RECORDS TO USE:
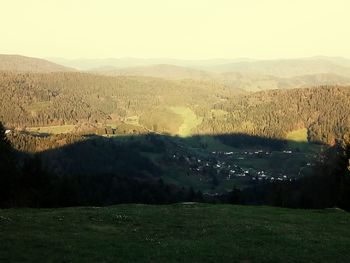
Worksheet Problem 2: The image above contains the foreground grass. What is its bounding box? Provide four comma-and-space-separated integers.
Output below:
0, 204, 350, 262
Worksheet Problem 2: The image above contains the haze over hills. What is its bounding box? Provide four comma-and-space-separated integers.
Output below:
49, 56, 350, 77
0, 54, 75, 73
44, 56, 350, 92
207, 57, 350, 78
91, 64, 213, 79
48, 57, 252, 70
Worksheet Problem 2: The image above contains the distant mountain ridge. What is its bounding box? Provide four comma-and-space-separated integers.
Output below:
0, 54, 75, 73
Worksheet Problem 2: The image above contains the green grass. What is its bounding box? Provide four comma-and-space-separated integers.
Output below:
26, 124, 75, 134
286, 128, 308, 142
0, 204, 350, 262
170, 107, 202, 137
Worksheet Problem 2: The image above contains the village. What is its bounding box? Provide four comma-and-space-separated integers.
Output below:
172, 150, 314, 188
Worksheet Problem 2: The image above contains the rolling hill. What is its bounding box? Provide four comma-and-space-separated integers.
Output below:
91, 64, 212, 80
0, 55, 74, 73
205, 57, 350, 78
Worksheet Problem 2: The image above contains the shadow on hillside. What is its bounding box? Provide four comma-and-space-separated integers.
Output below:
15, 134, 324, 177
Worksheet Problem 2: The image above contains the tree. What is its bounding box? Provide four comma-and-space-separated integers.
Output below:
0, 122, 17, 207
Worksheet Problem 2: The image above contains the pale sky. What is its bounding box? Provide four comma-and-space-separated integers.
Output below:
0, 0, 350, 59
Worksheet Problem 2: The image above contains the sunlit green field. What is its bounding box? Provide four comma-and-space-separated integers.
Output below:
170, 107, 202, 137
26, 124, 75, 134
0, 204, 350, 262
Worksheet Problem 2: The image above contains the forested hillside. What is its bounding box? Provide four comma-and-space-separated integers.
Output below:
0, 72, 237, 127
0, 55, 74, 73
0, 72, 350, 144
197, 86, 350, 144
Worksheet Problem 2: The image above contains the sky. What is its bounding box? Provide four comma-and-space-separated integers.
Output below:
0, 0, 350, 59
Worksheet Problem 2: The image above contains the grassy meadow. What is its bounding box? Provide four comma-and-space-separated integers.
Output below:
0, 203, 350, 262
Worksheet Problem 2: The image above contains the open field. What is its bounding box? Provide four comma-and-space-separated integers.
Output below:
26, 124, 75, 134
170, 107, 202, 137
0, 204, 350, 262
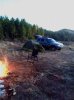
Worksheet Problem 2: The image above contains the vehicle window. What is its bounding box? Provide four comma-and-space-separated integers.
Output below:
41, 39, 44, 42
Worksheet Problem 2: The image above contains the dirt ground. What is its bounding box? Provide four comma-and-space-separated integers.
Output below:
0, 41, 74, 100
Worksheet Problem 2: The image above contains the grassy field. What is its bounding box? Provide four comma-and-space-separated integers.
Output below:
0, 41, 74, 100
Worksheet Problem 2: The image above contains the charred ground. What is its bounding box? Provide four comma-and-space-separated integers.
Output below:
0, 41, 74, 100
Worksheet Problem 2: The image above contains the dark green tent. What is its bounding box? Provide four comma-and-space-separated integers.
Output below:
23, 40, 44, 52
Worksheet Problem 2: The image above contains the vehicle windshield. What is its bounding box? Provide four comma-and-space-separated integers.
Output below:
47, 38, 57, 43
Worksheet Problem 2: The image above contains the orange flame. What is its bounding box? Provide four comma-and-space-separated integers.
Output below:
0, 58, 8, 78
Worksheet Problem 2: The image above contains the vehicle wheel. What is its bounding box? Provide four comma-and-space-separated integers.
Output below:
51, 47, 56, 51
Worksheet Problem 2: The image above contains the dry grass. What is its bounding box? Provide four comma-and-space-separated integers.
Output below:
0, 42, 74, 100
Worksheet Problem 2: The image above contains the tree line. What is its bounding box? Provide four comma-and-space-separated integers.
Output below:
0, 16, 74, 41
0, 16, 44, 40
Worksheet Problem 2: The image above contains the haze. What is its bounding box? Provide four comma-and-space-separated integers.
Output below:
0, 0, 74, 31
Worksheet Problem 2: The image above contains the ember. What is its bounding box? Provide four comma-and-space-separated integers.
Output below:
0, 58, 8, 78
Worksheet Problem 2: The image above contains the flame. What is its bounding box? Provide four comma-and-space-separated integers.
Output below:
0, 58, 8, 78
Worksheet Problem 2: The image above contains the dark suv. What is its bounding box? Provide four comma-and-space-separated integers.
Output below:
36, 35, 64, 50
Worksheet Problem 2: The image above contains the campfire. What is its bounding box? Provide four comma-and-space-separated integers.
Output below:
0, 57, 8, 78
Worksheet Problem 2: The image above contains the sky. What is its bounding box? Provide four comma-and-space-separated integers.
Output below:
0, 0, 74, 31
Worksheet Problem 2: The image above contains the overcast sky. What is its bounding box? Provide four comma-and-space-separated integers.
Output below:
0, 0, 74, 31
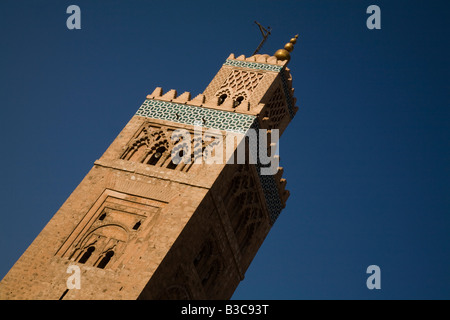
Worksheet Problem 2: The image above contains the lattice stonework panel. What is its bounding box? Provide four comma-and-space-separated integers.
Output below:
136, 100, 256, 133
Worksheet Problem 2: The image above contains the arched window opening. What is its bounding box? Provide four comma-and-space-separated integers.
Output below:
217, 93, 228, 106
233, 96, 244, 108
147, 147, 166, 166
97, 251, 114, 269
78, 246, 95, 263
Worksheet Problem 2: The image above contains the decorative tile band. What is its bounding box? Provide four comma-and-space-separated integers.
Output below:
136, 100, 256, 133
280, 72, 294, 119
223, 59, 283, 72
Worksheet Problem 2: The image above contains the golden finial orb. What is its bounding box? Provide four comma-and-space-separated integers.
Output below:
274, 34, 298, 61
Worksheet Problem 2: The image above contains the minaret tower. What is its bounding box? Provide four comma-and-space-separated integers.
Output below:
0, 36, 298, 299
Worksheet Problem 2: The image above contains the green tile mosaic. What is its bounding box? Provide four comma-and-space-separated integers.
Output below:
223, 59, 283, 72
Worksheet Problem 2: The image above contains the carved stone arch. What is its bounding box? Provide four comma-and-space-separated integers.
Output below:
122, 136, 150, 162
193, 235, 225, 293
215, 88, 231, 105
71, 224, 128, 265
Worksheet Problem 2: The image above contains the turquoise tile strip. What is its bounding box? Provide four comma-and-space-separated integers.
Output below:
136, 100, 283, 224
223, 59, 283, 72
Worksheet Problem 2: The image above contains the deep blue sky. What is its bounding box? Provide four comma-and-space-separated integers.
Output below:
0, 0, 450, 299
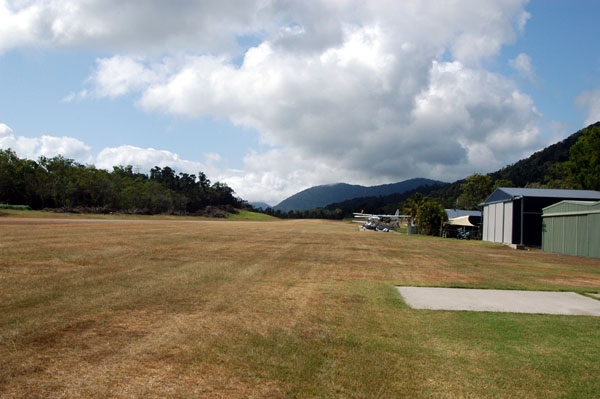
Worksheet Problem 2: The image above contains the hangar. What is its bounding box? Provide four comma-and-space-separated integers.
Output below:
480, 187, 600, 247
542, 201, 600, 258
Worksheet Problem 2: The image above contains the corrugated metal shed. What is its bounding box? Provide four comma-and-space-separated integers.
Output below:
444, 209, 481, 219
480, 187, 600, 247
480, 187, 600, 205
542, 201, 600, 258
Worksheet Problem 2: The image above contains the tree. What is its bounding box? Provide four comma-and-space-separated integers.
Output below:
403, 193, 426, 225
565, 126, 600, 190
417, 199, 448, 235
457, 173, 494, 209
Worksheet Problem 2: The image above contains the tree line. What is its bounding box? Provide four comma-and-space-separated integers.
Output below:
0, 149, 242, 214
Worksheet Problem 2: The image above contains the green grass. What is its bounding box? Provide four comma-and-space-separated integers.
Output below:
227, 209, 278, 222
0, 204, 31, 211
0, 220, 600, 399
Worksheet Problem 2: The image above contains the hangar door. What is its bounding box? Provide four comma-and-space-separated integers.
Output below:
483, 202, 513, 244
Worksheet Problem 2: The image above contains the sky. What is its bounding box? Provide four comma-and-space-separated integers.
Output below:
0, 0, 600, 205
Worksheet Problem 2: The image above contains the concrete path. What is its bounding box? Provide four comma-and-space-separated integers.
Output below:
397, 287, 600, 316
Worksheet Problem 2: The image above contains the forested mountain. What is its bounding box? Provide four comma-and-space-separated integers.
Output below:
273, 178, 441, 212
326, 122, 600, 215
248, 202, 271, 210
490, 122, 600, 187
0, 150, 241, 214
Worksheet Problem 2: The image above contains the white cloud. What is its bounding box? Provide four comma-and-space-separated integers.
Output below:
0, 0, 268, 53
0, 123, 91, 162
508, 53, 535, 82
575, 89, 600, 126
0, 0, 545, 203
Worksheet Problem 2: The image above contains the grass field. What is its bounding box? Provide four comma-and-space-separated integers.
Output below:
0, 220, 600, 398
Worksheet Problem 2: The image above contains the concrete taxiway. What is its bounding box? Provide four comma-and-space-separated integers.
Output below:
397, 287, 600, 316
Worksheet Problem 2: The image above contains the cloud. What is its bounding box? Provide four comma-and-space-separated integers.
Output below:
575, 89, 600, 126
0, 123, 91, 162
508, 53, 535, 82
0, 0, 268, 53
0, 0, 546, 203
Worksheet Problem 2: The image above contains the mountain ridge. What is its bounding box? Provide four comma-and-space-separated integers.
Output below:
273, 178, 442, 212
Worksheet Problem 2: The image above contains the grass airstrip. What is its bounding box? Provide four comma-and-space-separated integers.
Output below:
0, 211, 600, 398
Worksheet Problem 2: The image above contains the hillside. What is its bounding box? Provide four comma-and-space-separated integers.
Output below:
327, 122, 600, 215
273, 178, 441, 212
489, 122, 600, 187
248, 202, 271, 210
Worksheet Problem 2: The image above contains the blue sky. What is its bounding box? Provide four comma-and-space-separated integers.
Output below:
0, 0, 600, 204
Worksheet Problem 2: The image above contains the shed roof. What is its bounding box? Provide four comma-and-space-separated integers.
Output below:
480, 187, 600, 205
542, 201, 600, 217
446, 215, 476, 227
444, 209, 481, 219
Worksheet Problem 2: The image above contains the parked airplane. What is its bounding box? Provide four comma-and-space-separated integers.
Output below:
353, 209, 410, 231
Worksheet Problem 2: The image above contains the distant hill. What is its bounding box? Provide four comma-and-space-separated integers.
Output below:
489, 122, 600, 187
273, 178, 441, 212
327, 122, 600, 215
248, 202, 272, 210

PROBLEM STATEMENT: Reproduce the material word for word from the line containing "the concrete taxiway." through its last line, and give nothing else.

PROBLEM SOLUTION:
Worksheet Problem 2: The image above contains the concrete taxiway. What is its bounding box? Provide four comma-and-space-separated integers.
Output below:
397, 287, 600, 316
Worksheet Problem 2: The image above contains the cloud. What is its bounding box? Provide four comma-and-space-separated integers.
Output below:
575, 89, 600, 126
0, 123, 91, 162
508, 53, 535, 82
0, 0, 268, 53
0, 0, 546, 203
Worksheet Problem 2: The image above contains the mountain ridge. What is its bounding box? Provide four comma-and-space-separated integers.
Output below:
273, 178, 442, 212
Worksheet Problem 2: The image above contains the grass airstrip. What is its bounding box? Provide four comma-and-space-separated integers.
Output below:
0, 211, 600, 398
Worksheet Problem 2: The image above contains the hillside. What is its bounding box? Provide four comma-and-space-separated integers.
Output below:
327, 122, 600, 215
273, 178, 441, 212
489, 122, 600, 187
248, 202, 271, 210
Worksheet Problem 2: The image above contains the blue sky. What is its bounding box? Provide four comma-and-space-separated integers.
Output below:
0, 0, 600, 204
Worksheet Problem 2: The image above contains the shed roof. What is its bounding box? Provide four comma-and-space-separated integers.
Output below:
480, 187, 600, 205
542, 201, 600, 217
446, 215, 476, 227
444, 209, 481, 219
Worksheet Problem 2: The image above contains the parked airplane. What is its bounding box? Provide four comma-and-space-separated integers.
Output below:
353, 209, 410, 231
Worksheet Problem 2: The image above contains the distant hill. What is its bounding box? Provide four comma-and-space-separated integers.
Output below:
489, 122, 600, 187
273, 178, 441, 212
327, 122, 600, 215
248, 202, 272, 210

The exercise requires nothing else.